• THE PROBLEM
Filter the rows below down to every line that contains the word "pillow", and copy each of those lines unchanged.

• Dataset rows showing where objects appear
━━━━━━━━
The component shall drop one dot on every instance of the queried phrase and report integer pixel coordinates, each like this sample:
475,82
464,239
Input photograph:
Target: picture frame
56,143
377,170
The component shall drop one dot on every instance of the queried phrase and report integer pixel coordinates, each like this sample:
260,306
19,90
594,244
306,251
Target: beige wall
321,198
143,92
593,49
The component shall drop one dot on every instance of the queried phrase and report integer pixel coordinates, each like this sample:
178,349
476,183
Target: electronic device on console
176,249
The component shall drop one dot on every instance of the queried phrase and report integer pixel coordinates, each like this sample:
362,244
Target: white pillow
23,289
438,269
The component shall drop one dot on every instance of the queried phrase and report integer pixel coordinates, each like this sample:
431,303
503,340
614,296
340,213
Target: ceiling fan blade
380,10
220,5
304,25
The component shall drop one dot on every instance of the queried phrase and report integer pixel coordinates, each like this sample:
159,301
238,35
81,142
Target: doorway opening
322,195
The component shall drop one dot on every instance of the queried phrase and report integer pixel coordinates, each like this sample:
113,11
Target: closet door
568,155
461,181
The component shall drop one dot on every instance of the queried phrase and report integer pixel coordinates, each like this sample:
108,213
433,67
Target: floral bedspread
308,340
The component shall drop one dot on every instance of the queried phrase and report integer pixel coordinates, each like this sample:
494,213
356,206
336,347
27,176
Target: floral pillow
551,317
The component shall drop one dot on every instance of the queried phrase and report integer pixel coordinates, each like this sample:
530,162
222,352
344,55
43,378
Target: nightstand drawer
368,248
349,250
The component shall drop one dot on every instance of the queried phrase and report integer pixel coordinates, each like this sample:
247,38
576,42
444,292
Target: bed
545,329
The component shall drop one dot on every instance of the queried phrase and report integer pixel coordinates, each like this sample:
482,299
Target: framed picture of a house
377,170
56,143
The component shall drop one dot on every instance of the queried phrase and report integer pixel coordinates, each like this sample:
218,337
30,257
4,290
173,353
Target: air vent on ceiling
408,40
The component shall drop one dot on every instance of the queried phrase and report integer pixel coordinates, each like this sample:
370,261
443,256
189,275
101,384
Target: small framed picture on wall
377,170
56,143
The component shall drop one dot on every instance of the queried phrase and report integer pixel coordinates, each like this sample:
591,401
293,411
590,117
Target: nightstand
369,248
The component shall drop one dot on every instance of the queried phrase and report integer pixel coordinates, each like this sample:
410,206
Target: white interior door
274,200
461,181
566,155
━━━━━━━━
• RESULT FOR THIS TASK
Target: white pillow
Target: floral pillow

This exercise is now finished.